-- Available data start --

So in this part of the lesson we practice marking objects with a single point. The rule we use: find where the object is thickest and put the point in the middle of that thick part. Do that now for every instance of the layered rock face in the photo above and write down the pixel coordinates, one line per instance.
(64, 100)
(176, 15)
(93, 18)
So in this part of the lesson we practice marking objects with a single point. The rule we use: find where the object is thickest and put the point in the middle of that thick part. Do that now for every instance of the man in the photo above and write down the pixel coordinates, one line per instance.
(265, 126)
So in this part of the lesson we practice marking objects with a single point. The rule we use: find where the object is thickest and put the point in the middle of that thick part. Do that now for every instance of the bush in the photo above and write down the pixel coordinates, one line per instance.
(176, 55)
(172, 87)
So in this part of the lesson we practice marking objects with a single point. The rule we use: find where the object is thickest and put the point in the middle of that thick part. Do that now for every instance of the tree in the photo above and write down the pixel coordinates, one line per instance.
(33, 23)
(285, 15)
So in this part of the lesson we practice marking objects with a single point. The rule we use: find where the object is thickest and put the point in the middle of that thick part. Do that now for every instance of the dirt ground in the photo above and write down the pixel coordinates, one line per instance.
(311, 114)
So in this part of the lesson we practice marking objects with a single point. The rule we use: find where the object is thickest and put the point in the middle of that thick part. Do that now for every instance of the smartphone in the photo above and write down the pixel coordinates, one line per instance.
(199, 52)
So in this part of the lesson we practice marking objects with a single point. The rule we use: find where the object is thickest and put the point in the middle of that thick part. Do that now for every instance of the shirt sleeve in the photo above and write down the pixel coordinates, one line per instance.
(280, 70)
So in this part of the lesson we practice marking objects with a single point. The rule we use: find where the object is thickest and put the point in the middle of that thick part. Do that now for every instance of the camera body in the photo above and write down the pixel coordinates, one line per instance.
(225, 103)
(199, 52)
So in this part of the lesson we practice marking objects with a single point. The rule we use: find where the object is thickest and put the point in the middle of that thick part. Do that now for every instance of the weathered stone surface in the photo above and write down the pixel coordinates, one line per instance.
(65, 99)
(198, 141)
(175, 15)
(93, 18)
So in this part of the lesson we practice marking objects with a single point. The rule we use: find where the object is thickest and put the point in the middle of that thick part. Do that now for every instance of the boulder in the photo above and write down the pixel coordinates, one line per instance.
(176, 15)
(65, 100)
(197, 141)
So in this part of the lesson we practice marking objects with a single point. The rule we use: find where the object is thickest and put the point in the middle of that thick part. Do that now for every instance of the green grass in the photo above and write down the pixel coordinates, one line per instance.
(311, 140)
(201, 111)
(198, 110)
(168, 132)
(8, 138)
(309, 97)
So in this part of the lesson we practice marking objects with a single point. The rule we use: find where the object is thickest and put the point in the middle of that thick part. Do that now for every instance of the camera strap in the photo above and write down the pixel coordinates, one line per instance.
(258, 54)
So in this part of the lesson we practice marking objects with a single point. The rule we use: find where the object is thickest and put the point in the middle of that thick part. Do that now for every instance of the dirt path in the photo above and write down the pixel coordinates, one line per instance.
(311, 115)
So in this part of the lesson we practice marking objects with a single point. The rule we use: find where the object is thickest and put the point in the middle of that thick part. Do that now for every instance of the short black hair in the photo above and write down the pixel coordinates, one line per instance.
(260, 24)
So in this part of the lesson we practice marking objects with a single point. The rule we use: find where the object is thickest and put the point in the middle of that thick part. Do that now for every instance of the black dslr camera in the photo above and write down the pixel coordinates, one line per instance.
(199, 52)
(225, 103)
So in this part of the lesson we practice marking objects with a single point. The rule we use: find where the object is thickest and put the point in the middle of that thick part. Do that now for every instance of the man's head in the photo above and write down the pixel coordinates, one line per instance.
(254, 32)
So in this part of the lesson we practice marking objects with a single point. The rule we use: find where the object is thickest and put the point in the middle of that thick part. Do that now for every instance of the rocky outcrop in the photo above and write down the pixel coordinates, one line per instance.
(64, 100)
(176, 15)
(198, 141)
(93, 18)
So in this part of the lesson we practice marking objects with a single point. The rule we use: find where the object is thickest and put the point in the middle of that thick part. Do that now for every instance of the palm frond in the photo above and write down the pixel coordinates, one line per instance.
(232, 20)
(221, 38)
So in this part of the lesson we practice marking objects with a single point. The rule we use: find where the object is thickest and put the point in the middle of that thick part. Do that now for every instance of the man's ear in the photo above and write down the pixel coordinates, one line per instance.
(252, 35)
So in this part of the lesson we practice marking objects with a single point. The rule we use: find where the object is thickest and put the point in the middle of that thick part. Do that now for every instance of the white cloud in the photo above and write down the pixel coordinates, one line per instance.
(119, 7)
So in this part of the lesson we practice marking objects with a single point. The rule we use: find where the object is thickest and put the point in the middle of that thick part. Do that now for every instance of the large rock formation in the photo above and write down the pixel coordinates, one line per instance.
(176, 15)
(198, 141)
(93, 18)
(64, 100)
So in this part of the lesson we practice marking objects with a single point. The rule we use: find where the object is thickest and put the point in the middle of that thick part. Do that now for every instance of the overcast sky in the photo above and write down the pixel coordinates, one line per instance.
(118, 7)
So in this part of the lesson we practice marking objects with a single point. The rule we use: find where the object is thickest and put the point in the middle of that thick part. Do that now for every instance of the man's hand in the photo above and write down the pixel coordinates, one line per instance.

-- Available data end --

Reproduce each record exactly, leaving nothing out.

▸ **Reply to the task**
So in this part of the lesson we practice marking objects with a single point. The rule we use: find where the object is thickest and put the point in the middle of that thick part. Do that now for every instance of the layered rock face in the photo above and write down the pixel coordinates, one line per instance.
(64, 100)
(176, 15)
(93, 18)
So in this part of the lesson we practice marking objects with a single point. The rule we use: find where the object is thickest and put the point in the middle of that thick part. Do that now for every instance of the man in the photo above and write down the pixel coordinates, one line per instance.
(265, 126)
So in this part of the lesson we practice marking objects with a single point. The rule we use: find where the object is thickest and put the point in the middle of that thick part. Do that now for every instance of the bush in the photo above and write down the pixel coordinates, one line per instance.
(176, 55)
(172, 87)
So in this part of the lesson we practice marking objects with a single point. The rule we use: find where the object is thickest and put the point in the middle of that thick part. Do that now for every instance of the tree in the photo above and write down the pixel coordinates, one line per instance.
(33, 23)
(285, 15)
So in this part of the lesson we practice marking objects with a single point. The rule we use: find where the object is thickest and put the point in the middle of that thick part. Do that now for every instance of the dirt ground in the photo above and write down the pixel coordinates, one line per instance.
(311, 114)
So in this part of the lesson we practice marking objects with a single point. The rule we use: find where the object is thickest and put the point in the middle of that thick part. Do that now for every instance of the smartphone in the photo above and write down the pixel coordinates, one line per instance.
(199, 52)
So in this part of the lesson we practice marking objects with a single point. The rule we use: find where the object is thickest and put the point in the middle of that thick part. Do that now for every instance of the shirt sleeve in the photo above and write down the pixel coordinates, one line per instance.
(280, 70)
So in this part of the lesson we practice marking objects with a single point. The rule we use: find where the object is thickest and put the point in the middle of that thick part. Do that now for every instance of the camera body in the photo above and write down the pixel coordinates, one line per instance.
(225, 103)
(199, 52)
So in this part of the lesson we practice marking objects with a single point. The rule we use: find where the object is thickest and put the point in the middle of that thick part. Do that now for every instance of the weathered stone surface in the photo above and write down the pixel coordinates, one line per instance.
(65, 99)
(198, 141)
(175, 15)
(93, 18)
So in this part of the lesson we practice marking objects with a single point. The rule we use: find where the object is thickest and put the point in the middle of that thick part. Do that now for every instance of the boulder in the photo above and write down the pixel coordinates, one line per instance.
(176, 15)
(65, 100)
(197, 141)
So in this part of the lesson we practice marking objects with a single point. The rule we use: find where the object is thickest and put the point in the middle of that thick part. Do that now for every instance of the green grass in the photo above and write down the pixel coordinates, one line per instance.
(311, 140)
(201, 111)
(198, 110)
(168, 132)
(8, 138)
(309, 97)
So in this part of the lesson we practice marking objects with a single point. The rule we use: find where the object is thickest and put the point in the middle of that thick part. Do that now for every instance of the camera strap in the photo above and write down the pixel coordinates, one line per instance.
(258, 54)
So in this part of the lesson we practice marking objects with a single point. The rule we use: find where the object is thickest and put the point in the middle of that thick part. Do that now for every instance of the dirt path in the photo above and write down the pixel coordinates, one line per instance.
(311, 115)
So in this part of the lesson we practice marking objects with a single point. The rule we use: find where the object is thickest and put the point in the middle of that thick part. Do that now for every instance of the short black hair in the photo above and write down the pixel coordinates, one line per instance.
(260, 24)
So in this part of the lesson we practice marking objects with a single point. The rule we use: find where the object is thickest and put the point in the middle of that thick part. Do that now for every instance of the black dslr camera in the photo above and write down the pixel coordinates, one line per instance.
(199, 52)
(225, 103)
So in this part of the lesson we practice marking objects with a single point. The rule we use: find where the object is thickest and put the point in the middle of that thick part. Do that now for every instance of the man's head in the photo above and write down the pixel coordinates, one line per instance.
(254, 32)
So in this part of the lesson we practice marking objects with a single point. The rule we use: find where the object is thickest and put the point in the middle of that thick part. Do that now for every instance of the rocky outcrop in the photo above and write down the pixel coordinates, one line per instance.
(64, 100)
(176, 15)
(198, 141)
(93, 18)
So in this part of the lesson we practice marking objects with a single point. The rule we use: find where the object is thickest and put the point in the middle of that thick part. Do that now for every instance of the palm frond in the photo above and write down the pixel coordinates, one line per instance.
(232, 20)
(221, 38)
So in this part of the lesson we practice marking objects with a single point. The rule we use: find where the object is thickest and put the point in the middle of that thick part. Do that now for every instance of the man's ear in the photo above and write down the pixel coordinates, one line per instance.
(252, 35)
So in this part of the lesson we practice marking objects with a single point. The rule we use: find where the object is thickest and put the point in the middle of that thick part. Do that now for every instance of the white cloud in the photo above and write down the pixel coordinates, one line per instance.
(119, 7)
So in this part of the lesson we practice marking objects with a single point. The rule we use: find where the object is thickest and put the point in the middle of that thick part. Do that now for every instance of the large rock formation in the photo above and write down the pixel coordinates, one line per instance.
(176, 15)
(198, 141)
(93, 18)
(64, 100)
So in this part of the lesson we practice marking objects with a single point. The rule we use: find where the object is thickest and put the point in the middle of that thick part. Do that now for every instance of the overcast sky in the photo above and write down the pixel coordinates, one line per instance.
(118, 7)
So in this part of the lesson we practice marking objects with a single point. The rule we use: find where the object is thickest and put the point in the middle of that thick part. Do that now for every instance of the man's hand in the photo above and write down the pixel coordinates, one line per instance.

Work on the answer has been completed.